» **TASK DETAILS**
All of the data below must be repeated exactly.

» **INFORMATION SUPPLIED**
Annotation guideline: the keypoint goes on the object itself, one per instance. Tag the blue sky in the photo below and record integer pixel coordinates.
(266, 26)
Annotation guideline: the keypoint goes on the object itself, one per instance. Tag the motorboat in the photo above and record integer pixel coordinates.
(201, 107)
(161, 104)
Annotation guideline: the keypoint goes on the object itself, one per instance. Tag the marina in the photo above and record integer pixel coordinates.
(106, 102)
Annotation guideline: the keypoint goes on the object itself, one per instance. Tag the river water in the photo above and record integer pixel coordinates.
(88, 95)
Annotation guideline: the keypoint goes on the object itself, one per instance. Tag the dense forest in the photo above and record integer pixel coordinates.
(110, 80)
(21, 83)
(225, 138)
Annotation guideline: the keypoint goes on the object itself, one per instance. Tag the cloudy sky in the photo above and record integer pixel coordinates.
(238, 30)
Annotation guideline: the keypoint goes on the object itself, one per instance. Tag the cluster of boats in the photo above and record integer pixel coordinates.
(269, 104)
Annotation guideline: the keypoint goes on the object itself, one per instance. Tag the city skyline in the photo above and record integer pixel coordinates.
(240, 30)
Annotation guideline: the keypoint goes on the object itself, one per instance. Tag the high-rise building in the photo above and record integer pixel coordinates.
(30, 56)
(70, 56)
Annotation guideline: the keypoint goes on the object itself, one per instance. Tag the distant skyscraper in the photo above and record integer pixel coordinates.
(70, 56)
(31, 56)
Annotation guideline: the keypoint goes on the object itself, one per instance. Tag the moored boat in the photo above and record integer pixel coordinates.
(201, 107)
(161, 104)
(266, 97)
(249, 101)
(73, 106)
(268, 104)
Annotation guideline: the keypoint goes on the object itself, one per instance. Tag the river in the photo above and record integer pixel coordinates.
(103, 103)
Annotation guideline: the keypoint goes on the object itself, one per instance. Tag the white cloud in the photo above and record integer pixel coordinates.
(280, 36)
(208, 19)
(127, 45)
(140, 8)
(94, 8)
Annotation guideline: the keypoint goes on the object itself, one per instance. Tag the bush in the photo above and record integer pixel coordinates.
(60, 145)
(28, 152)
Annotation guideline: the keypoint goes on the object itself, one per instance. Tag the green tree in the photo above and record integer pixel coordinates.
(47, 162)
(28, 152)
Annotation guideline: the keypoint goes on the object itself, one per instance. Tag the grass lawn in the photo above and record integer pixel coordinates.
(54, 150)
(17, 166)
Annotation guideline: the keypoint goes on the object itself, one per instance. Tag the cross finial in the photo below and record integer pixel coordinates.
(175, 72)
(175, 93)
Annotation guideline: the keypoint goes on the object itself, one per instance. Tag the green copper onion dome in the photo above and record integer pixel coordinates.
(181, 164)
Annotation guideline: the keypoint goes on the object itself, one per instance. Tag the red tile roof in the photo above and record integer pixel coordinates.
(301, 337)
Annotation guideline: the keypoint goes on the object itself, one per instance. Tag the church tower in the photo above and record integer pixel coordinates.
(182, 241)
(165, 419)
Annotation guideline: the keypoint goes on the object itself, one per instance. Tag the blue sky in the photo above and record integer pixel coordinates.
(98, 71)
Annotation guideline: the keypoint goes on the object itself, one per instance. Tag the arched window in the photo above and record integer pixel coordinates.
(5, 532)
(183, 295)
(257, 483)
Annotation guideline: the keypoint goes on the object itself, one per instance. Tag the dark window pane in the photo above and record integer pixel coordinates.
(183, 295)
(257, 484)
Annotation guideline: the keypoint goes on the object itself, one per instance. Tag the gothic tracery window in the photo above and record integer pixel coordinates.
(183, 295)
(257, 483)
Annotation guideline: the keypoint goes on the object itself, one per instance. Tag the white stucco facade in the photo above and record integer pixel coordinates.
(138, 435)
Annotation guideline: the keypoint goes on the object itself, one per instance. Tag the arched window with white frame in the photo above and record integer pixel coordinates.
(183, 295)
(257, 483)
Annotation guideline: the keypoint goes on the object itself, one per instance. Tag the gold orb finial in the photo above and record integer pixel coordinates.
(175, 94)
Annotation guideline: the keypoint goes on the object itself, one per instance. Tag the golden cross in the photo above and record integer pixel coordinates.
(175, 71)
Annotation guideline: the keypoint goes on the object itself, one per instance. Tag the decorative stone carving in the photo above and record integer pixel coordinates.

» **COMPLETE OUTPUT**
Annotation guideline: the keypoint goes on the object itself, one per instance. Tag the blue sky in the photo below and record integer pixel coordinates.
(266, 26)
Annotation guideline: the keypoint goes on the object itself, one per instance. Tag the motorboat in the photo above and record integer pixel coordinates.
(201, 107)
(161, 104)
Annotation guideline: the keypoint goes on the object itself, one per instance. Tag the marina in the photo above and record integer pixel coordinates.
(106, 102)
Annotation guideline: the keypoint goes on the object itself, one per instance. Tag the river water in the photo above and record integer pixel coordinates.
(88, 95)
Annotation guideline: the keypoint goes on the object itself, one per instance. Tag the dense forest in the photo above and record integer pixel coordinates.
(110, 80)
(21, 83)
(225, 138)
Annotation guideline: the keypoint goes on the object itself, one per instance. Tag the cloudy sky in the photo above and record integer pixel coordinates.
(238, 30)
Annotation guideline: the keypoint goes on the object itself, one per instance. Tag the cluster of boats in the photo above and record integer pixel coordinates.
(269, 104)
Annotation guideline: the keypoint goes on the object itself, one per instance. Tag the city skyline in the photo above and record integer pixel coordinates.
(240, 30)
Annotation guideline: the keypoint goes on the object itself, one per instance. Tag the high-rise building in the photo above and record integer pixel coordinates.
(30, 56)
(70, 56)
Annotation guideline: the keypoint goes on the object itself, one per instance. Tag the distant skyscraper in the photo above and record integer pixel coordinates.
(70, 56)
(31, 56)
Annotation guideline: the keypoint goes on the object itself, one per instance. Tag the moored boat in the photo above and record integer pixel coordinates.
(201, 107)
(161, 104)
(266, 97)
(249, 101)
(73, 106)
(268, 104)
Annotation guideline: the keypoint goes on the object itself, one per instance. Tag the river in the photo above and record integer pixel coordinates.
(103, 103)
Annotation guideline: the keypoint goes on the object itself, one per instance. Tag the white cloud in the photo above and record integer pixel coordinates.
(280, 36)
(208, 19)
(127, 45)
(140, 8)
(94, 8)
Annotation guideline: the keypoint goes on the object itself, one per instance. Tag the bush in the photo above and record integer pixel coordinates.
(60, 145)
(28, 152)
Annotation guideline: the keypoint goes on the object itself, one per instance. Tag the green tree in the photo above and record integer pixel coordinates.
(47, 162)
(28, 152)
Annotation guideline: the keypoint goes on the object itself, one per instance. Tag the grass lawn in the photo above and record integer pixel coordinates.
(54, 150)
(17, 166)
Annotation guideline: the keypoint goes on the object itself, one per instance. Tag the cross finial in the photo below and record integer pixel coordinates.
(175, 72)
(175, 93)
Annotation guideline: the keypoint goes on the object itself, one per instance. Tag the green copper onion dome in the photo above and record integer pixel coordinates.
(181, 164)
Annotation guideline: the keypoint goes on the object itself, one per instance. Tag the red tile roof in the photo above and record integer pixel coordinates.
(301, 337)
Annotation guideline: the keypoint goes on the object itself, one per instance. Tag the church tower in the photo above and record integer pixel coordinates.
(182, 241)
(165, 419)
Annotation guideline: the keypoint goes on the object itself, one per instance. Tag the blue sky in the photo above and record integer pixel coordinates.
(98, 71)
Annotation guideline: the keypoint goes on the object itself, one per instance. Tag the arched window in the photo above and record integer pixel coordinates.
(5, 532)
(183, 295)
(257, 483)
Annotation guideline: the keypoint goes on the object itself, one per instance. Tag the dark window pane in the photo above and record integer pixel coordinates.
(183, 295)
(257, 484)
Annotation guideline: the keypoint goes on the object itself, one per instance. Tag the gothic tracery window in the photo above and record integer pixel coordinates.
(183, 295)
(257, 483)
Annotation guideline: the keypoint goes on the object itself, one per instance. Tag the white stucco facade in the photo above and record integer pixel coordinates.
(138, 435)
Annotation guideline: the keypoint goes on the object itself, one per instance. Tag the arched window with white frame in the photo above and record integer pixel coordinates.
(183, 295)
(257, 483)
Annotation guideline: the keypoint goes on the object itself, one per instance. Tag the gold orb finial in the photo above and record integer pixel coordinates.
(175, 94)
Annotation guideline: the keypoint goes on the object itself, one per instance. Tag the golden cross in the photo above and record integer pixel coordinates.
(175, 71)
Annotation guideline: the keypoint goes on the object itself, one per instance. Tag the decorative stone carving in the photo above and record integer pixel coordinates.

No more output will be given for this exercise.